Selected passage

Supervisor and examiner:
Rainer Dahlhaus (Heidelberg University)

Second examiner:
Jan JOHANNES

Abstract:
In this doctoral dissertation we will investigate dependence structures in three different cases.
We first provide a framework for empirical process theory of (locally) stationary processes for classes of either smooth or nonsmooth functions. The theory is approached by using the so-called functional dependence measure in order to quantify dependence. This work extends known results for stationary Markov chains and mixing sequences while accounting for additional time dependence. The main contributions consist of functional central limit theorems and nonasymptotic maximal inequalities. These can be employed to show, for example, uniform convergence rates for nonparametric regression with locally stationary noise. We further derive rates for kernel density estimators in the case of stationary and locally stationary observations. A special focus is placed on the functional convergence of the empirical distribution function (EDF). Comparisons with results based on other measures of dependence are carried out, as well.

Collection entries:

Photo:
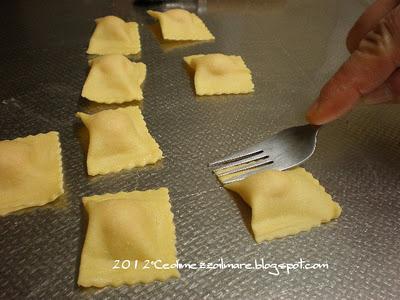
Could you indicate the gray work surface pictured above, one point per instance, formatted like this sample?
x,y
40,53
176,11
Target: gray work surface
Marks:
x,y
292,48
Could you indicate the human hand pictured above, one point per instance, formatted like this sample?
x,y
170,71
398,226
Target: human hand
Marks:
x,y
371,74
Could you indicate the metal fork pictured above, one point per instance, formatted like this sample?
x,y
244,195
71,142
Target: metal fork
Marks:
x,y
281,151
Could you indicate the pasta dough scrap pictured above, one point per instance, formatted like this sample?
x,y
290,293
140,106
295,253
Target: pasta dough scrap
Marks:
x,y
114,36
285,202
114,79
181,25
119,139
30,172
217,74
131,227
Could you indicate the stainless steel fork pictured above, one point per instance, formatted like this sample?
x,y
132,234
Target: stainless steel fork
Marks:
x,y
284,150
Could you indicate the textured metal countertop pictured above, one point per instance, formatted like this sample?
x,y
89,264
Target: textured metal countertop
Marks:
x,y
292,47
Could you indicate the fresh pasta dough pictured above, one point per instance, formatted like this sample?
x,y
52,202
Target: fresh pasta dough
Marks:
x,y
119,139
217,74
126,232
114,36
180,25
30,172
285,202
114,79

The tasks
1. Print the dissertation abstract passage in full, unchanged.
2. Rewrite the stretch of the records from the line containing "Could you indicate the metal" through the end of the records, replacing "Target" with "Object" and leaving everything else as it is. Give only those lines.

Outputs for the tasks
1.
Supervisor and examiner:
Rainer Dahlhaus (Heidelberg University)

Second examiner:
Jan JOHANNES

Abstract:
In this doctoral dissertation we will investigate dependence structures in three different cases.
We first provide a framework for empirical process theory of (locally) stationary processes for classes of either smooth or nonsmooth functions. The theory is approached by using the so-called functional dependence measure in order to quantify dependence. This work extends known results for stationary Markov chains and mixing sequences while accounting for additional time dependence. The main contributions consist of functional central limit theorems and nonasymptotic maximal inequalities. These can be employed to show, for example, uniform convergence rates for nonparametric regression with locally stationary noise. We further derive rates for kernel density estimators in the case of stationary and locally stationary observations. A special focus is placed on the functional convergence of the empirical distribution function (EDF). Comparisons with results based on other measures of dependence are carried out, as well.

2.
Could you indicate the metal fork pictured above, one point per instance, formatted like this sample?
x,y
244,195
71,142
Object: metal fork
Marks:
x,y
281,151
Could you indicate the pasta dough scrap pictured above, one point per instance, formatted like this sample?
x,y
290,293
140,106
295,253
Object: pasta dough scrap
Marks:
x,y
114,36
285,202
114,79
181,25
119,139
30,172
217,74
131,227
Could you indicate the stainless steel fork pictured above, one point per instance, formatted like this sample?
x,y
132,234
Object: stainless steel fork
Marks:
x,y
284,150
Could you indicate the textured metal countertop pictured above, one point per instance, formatted like this sample?
x,y
89,264
Object: textured metal countertop
Marks:
x,y
292,47
Could you indicate the fresh pasta dough pictured above, one point per instance, formatted like this sample?
x,y
52,202
Object: fresh pasta dough
Marks:
x,y
119,139
217,74
126,232
114,36
180,25
30,172
285,202
114,79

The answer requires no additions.